What you return must match the listing word for word.

---*---

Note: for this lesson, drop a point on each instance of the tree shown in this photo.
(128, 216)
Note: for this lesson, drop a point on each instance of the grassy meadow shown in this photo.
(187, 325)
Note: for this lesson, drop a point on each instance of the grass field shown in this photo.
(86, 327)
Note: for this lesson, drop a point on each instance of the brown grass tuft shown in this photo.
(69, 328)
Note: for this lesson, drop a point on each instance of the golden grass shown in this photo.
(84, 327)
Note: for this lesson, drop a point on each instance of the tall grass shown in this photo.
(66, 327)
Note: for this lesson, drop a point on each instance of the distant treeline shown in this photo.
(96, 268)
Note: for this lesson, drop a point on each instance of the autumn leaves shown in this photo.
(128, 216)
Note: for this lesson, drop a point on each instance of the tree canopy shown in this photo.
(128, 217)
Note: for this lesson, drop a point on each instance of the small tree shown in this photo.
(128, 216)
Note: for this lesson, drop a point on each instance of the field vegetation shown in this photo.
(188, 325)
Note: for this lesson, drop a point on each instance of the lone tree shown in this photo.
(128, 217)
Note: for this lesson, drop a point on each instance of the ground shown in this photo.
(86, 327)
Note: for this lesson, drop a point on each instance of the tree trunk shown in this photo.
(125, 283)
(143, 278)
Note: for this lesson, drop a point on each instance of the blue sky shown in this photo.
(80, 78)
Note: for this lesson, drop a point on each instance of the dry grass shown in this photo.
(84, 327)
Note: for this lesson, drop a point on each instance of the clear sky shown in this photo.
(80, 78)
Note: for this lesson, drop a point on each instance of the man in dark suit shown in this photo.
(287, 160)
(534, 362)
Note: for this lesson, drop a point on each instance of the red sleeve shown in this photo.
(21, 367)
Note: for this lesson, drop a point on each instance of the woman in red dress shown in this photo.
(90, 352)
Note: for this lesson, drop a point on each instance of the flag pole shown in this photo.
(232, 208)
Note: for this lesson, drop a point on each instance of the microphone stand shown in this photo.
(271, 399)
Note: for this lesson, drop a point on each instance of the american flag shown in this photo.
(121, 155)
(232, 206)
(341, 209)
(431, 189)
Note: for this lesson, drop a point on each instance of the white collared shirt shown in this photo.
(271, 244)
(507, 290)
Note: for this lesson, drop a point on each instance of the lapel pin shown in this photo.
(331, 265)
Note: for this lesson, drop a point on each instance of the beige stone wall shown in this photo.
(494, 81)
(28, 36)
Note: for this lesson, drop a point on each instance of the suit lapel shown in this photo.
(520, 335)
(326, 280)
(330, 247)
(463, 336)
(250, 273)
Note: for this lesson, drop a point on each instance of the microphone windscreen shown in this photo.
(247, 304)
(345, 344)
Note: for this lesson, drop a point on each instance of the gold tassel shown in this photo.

---*---

» **Task response**:
Note: for this lesson, drop a point on each instance of the tree shown in this photo.
(128, 216)
Note: for this lesson, drop a point on each instance of the grassy meadow shown in this photo.
(187, 325)
Note: for this lesson, drop a point on each instance of the grass field shown in this photo.
(86, 327)
Note: for this lesson, drop a point on each instance of the brown grass tuft shown in this photo.
(69, 328)
Note: for this lesson, drop a point on each instance of the golden grass shown in this photo.
(84, 327)
Note: for this lesson, drop a point on each instance of the tall grass shown in this photo.
(66, 327)
Note: for this lesson, drop a point on each instance of the distant treeline shown in this photo.
(96, 268)
Note: for this lesson, drop a point on each instance of the autumn leaves shown in this photo.
(128, 216)
Note: for this lesson, drop a point on each instance of the tree canopy shown in this photo.
(128, 217)
Note: for this lesson, drop a point on each instance of the small tree shown in this photo.
(128, 216)
Note: for this lesson, drop a point on each instance of the field vegetation shown in this photo.
(188, 325)
Note: for this lesson, drop a point on each instance of the lone tree shown in this photo.
(128, 217)
Note: for this lesson, drop a point on each instance of the ground shown in this photo.
(86, 327)
Note: for this lesson, drop a point on each instance of the tree trunk shown in this photo.
(125, 283)
(143, 278)
Note: for this lesson, drop a point on each instance of the blue sky shown in this photo.
(80, 78)
Note: for this lesson, drop a point on each instance of the dry grass shown in this photo.
(84, 327)
Note: for this lesson, drop a point on each instance of the clear sky shown in this photo.
(80, 78)
Note: for this lesson, drop a point on each instance of the man in dark suit shown in this photo.
(287, 160)
(534, 362)
Note: for this lesson, drop a point on each instance of the red sleeve shown in this photo.
(21, 367)
Note: for this lesson, drop a point on each instance of the woman in red dress shown in this photo.
(90, 352)
Note: for this lesson, drop a point on each instance of the flag pole shown in this photo.
(232, 208)
Note: for this lesson, drop a point on each instance of the microphone stand shown in this photo.
(271, 399)
Note: for this lesson, drop a point on each instance of the american flag shown in this photo.
(121, 155)
(232, 206)
(341, 209)
(431, 189)
Note: for this lesson, drop a point on each instance of the white collared shirt shown in this photo.
(271, 244)
(507, 290)
Note: for this lesson, drop a point on each instance of the lapel pin shown in this photo.
(331, 265)
Note: for this lesson, drop a point on each instance of the beige stone wall shown in this photo.
(494, 81)
(28, 36)
Note: for this lesson, drop a point on each instance of the suit lapel shown in this photo.
(520, 335)
(326, 280)
(330, 247)
(463, 336)
(250, 273)
Note: for this lesson, drop a point on each instance of the microphone windscreen shown in this photo.
(247, 304)
(345, 344)
Note: for this lesson, drop a point on each instance of the gold tassel shown in this photo.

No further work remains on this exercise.